Listed entries.
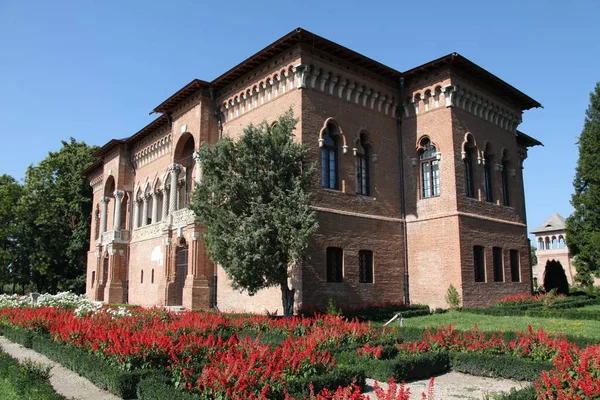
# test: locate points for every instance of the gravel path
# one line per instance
(64, 381)
(456, 385)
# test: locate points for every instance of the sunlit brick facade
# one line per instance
(420, 183)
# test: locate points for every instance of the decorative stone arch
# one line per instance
(468, 142)
(419, 146)
(339, 133)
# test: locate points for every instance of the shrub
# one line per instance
(452, 297)
(504, 366)
(26, 381)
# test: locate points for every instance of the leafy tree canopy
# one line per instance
(583, 226)
(254, 202)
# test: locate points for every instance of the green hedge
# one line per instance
(527, 393)
(401, 367)
(503, 366)
(340, 376)
(159, 387)
(98, 371)
(24, 381)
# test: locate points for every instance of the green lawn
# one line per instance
(465, 321)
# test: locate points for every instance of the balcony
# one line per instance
(116, 236)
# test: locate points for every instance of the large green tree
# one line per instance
(10, 193)
(254, 201)
(583, 226)
(54, 219)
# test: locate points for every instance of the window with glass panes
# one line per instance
(430, 173)
(335, 259)
(362, 173)
(329, 159)
(487, 178)
(365, 263)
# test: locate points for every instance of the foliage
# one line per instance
(503, 366)
(25, 381)
(452, 297)
(10, 193)
(47, 222)
(583, 226)
(254, 202)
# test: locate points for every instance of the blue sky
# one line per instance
(93, 70)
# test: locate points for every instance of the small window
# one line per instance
(505, 190)
(365, 259)
(498, 267)
(515, 270)
(479, 261)
(487, 178)
(335, 259)
(469, 176)
(362, 173)
(329, 165)
(430, 173)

Task brief. Can you rewrite the rows above with every "locate points" replaced by "mark points" and everything else unchanged, leaving the pictures out?

Output.
# test: mark points for every instance of the gravel path
# one line per instance
(64, 381)
(456, 385)
# test: mark points for every instance of the sunlit brick facade
# one line per instance
(420, 183)
# test: mark points for every instance of the decorative stone arch
# one line per instance
(468, 142)
(419, 146)
(339, 133)
# test: mark points for every instance of the shrub
# one line per instance
(452, 297)
(504, 366)
(26, 381)
# test: mark points for every instance of the leafy tree canopy
# one line per instance
(583, 226)
(254, 202)
# test: mark points for every instance of the green hedge
# one line per instance
(527, 393)
(401, 367)
(503, 366)
(340, 376)
(159, 387)
(98, 371)
(24, 381)
# test: mark points for every instance of the green lawn
# one line per instance
(465, 321)
# test: mark points for every instance of the balcony
# one line per instance
(116, 236)
# test: mark points for every instance of the large green tree
# one line per instance
(10, 193)
(254, 201)
(583, 226)
(54, 219)
# test: mark points for every instance of the window with glass panes
# one line per instance
(430, 173)
(335, 259)
(362, 173)
(329, 159)
(487, 178)
(365, 263)
# test: mark points for every instance of the foliage
# one line per instance
(503, 366)
(25, 381)
(452, 297)
(10, 193)
(47, 222)
(583, 226)
(254, 202)
# test: mark points for every instance of the blue sky
# one line per instance
(93, 70)
# test: mark points for every instance of the small window
# one line per instance
(505, 190)
(365, 259)
(498, 267)
(515, 270)
(479, 261)
(487, 178)
(335, 259)
(469, 176)
(362, 173)
(329, 165)
(430, 173)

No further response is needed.